Required work
Please give the rows again from "Could you please locate the paved" down to "xmin=0 ymin=523 xmax=198 ymax=600", substituting "footpath" for "walkway" and leaving everything else unchanged.

====

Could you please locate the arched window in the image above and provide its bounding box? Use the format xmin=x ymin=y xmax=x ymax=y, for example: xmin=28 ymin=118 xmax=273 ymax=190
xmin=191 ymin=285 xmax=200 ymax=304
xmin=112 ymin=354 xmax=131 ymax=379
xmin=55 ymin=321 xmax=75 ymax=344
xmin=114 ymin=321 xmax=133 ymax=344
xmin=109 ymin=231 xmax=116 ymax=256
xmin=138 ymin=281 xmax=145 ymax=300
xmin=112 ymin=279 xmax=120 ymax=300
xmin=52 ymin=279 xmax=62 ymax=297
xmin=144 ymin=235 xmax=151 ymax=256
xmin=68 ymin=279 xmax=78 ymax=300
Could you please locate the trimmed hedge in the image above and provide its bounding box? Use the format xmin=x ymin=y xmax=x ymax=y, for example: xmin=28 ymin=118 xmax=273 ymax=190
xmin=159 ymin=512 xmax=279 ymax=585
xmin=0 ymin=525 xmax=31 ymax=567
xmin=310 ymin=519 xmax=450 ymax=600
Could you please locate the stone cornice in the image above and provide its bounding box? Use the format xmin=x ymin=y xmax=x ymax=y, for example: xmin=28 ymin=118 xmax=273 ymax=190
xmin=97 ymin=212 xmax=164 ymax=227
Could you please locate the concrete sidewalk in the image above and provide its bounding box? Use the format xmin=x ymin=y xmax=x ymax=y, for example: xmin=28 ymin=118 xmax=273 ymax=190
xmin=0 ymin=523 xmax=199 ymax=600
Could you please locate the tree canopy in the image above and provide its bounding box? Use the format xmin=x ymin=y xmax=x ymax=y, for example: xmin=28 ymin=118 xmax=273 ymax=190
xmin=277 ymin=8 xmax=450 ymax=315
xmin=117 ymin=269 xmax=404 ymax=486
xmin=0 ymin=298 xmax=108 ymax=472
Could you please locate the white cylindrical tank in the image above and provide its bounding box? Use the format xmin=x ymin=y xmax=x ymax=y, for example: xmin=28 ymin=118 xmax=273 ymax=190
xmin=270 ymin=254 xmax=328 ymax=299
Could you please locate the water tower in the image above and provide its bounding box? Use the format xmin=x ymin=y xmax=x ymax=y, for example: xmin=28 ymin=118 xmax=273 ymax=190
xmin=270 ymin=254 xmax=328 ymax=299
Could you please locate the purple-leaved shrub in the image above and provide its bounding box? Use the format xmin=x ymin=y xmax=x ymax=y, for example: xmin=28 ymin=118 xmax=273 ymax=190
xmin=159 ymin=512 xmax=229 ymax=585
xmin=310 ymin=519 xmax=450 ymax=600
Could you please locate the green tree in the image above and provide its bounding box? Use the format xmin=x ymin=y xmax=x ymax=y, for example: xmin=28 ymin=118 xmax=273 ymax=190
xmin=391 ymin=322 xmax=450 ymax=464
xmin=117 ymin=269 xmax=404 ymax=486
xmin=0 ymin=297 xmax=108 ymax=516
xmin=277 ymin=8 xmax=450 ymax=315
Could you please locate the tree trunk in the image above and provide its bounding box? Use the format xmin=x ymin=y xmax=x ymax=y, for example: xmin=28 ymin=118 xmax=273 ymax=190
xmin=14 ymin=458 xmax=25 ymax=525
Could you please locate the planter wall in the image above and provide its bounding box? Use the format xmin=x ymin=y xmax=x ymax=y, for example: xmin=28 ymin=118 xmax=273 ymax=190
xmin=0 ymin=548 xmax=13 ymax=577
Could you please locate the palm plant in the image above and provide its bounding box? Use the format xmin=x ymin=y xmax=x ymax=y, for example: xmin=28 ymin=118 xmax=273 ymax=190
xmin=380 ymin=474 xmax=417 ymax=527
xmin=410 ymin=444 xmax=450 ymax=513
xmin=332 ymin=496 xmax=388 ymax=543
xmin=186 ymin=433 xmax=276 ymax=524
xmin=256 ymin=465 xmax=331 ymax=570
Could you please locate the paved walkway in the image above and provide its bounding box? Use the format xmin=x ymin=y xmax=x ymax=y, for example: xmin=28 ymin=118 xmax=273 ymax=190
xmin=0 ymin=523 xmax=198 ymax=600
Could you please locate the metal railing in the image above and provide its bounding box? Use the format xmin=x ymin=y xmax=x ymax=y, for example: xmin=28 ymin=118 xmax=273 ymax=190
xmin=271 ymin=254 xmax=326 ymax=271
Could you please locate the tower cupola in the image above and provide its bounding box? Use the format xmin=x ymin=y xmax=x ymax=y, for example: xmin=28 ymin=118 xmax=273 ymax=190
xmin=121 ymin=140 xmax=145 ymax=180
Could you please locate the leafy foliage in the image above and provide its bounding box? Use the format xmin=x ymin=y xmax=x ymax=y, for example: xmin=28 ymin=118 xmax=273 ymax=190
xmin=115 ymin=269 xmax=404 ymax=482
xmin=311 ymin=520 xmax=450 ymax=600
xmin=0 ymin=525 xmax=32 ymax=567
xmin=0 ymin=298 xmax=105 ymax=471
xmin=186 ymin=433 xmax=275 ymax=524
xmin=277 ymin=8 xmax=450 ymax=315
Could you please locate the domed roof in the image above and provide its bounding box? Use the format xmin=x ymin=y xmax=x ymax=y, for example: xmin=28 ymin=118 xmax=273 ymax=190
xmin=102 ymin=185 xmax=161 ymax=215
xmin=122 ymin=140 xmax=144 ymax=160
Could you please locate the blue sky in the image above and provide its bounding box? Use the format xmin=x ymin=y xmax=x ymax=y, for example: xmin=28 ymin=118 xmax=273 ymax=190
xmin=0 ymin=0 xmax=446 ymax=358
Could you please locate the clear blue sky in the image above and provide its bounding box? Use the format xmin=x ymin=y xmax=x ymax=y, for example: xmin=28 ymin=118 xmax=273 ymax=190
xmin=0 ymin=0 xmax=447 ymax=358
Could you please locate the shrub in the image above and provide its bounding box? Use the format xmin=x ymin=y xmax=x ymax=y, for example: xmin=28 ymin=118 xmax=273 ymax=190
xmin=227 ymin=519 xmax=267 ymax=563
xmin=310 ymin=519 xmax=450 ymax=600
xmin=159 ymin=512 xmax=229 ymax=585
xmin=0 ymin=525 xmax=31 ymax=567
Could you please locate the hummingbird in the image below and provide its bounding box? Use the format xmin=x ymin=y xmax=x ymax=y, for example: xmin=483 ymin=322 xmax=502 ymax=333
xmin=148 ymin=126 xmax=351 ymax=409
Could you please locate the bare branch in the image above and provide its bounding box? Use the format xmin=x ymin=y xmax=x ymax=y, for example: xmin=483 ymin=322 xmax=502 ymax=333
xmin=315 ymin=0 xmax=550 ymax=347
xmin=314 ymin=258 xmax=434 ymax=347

====

Exercise result
Could you please locate the paved footpath in the image above and provide its bounding box? Use the format xmin=x ymin=y xmax=x ymax=y, for example: xmin=28 ymin=118 xmax=273 ymax=190
xmin=0 ymin=523 xmax=198 ymax=600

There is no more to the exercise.